== Text passage ==

______

A time-domain boundary integral equation formulation for two-dimensional elastodynamics is derived from three-dimensional identities and applied to an analytical solution for a cylindrical cavity under transient pressure.

A machine-rendered reading of the paper's core claim, the machinery that carries it, and where it could break.

The paper develops a boundary integral equation method for solving two-dimensional problems involving transient elastic waves. It obtains the required time-dependent kernels directly from the three-dimensional integral identity. Linear variation of displacements and tractions is assumed within each time step to produce an implicit marching scheme. This scheme is then used to derive a closed-form analytical solution for the response of a cylindrical cavity to time-varying pressure applied at its boundary surface. A sympathetic reader would care because the work supplies an exact reference solution for a classic wave-propagation geometry in elastodynamics.

Core claim

By basing the two-dimensional time-dependent kernels on the three-dimensional integral identity and assuming linear time variation of displacements and tractions over each step, an implicit time marching scheme is obtained for the boundary integral equations; the resulting formulation is used to obtain an analytical solution for the cylindrical cavity under transient pressure at the boundary surface.

______

== Entries ==
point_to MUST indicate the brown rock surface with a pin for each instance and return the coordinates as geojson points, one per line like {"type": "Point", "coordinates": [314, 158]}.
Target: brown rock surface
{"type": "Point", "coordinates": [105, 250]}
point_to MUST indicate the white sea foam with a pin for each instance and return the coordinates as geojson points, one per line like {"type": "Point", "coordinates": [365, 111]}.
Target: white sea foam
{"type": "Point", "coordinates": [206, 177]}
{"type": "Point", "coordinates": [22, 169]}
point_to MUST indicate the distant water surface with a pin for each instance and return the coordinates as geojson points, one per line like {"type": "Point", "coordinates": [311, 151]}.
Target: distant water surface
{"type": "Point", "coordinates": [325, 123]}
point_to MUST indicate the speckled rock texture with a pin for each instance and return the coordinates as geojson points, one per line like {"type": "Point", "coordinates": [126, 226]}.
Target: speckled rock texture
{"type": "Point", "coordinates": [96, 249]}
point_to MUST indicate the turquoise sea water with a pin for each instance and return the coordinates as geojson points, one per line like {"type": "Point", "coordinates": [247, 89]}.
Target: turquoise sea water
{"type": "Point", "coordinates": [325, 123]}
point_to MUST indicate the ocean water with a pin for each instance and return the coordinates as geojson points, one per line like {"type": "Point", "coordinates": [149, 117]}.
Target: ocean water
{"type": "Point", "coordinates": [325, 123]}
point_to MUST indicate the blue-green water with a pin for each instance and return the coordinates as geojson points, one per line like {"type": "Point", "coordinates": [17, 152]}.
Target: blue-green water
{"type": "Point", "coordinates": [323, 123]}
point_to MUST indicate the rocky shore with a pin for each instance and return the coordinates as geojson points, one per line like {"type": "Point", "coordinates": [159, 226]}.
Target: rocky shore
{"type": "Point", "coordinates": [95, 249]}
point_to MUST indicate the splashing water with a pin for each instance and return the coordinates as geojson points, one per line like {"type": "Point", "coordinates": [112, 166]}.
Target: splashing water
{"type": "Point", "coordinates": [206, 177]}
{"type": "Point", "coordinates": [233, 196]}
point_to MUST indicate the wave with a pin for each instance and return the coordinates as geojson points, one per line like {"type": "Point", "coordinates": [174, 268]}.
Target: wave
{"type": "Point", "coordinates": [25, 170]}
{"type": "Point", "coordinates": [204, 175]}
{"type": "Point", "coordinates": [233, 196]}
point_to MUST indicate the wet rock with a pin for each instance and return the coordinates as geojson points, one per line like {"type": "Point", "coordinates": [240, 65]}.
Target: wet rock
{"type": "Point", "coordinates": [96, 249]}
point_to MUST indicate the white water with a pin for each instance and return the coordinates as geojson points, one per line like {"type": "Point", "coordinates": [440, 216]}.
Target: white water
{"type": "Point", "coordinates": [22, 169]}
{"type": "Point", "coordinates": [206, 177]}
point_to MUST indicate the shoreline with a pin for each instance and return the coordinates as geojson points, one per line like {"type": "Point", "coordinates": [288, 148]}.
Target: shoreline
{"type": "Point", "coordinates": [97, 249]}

______

== Task directions ==
Carry the elastodynamics summary forward from its final sentence. The records are unrelated to the elastodynamics summary.

== Written answer ==
What carries the argument

The time-dependent kernels for the two-dimensional boundary integral equations, obtained from the three-dimensional integral identity, together with the linear time variation of displacements and tractions that produces the implicit time marching scheme.

If this is right

  • The formulation produces an analytical solution for the cylindrical cavity under transient boundary pressure.
  • An implicit time marching scheme follows from the linear interpolation assumption for advancing the solution in time.
  • The approach supplies a complete boundary integral framework for two-dimensional transient elastic wave problems.

Where Pith is reading between the lines

These are editorial extensions of the paper, not claims the author makes directly.

  • The cavity solution may serve as a benchmark for testing other numerical schemes that solve elastodynamic wave problems.
  • The kernel derivation technique could be adapted to related two-dimensional problems such as antiplane shear or poroelasticity.
  • Hybrid use with frequency-domain boundary element methods might allow efficient handling of broadband transient loads.

Load-bearing premise

Displacements and tractions vary linearly over each discrete time step.

What would settle it

Direct comparison of the derived analytical solution for the cylindrical cavity against results from an independent numerical method, such as finite-element simulation of the same transient pressure loading, at several time instants would test whether the formulation is correct.

Figures

Figures reproduced from arXiv: 2605.00234 by Domenico Capuani.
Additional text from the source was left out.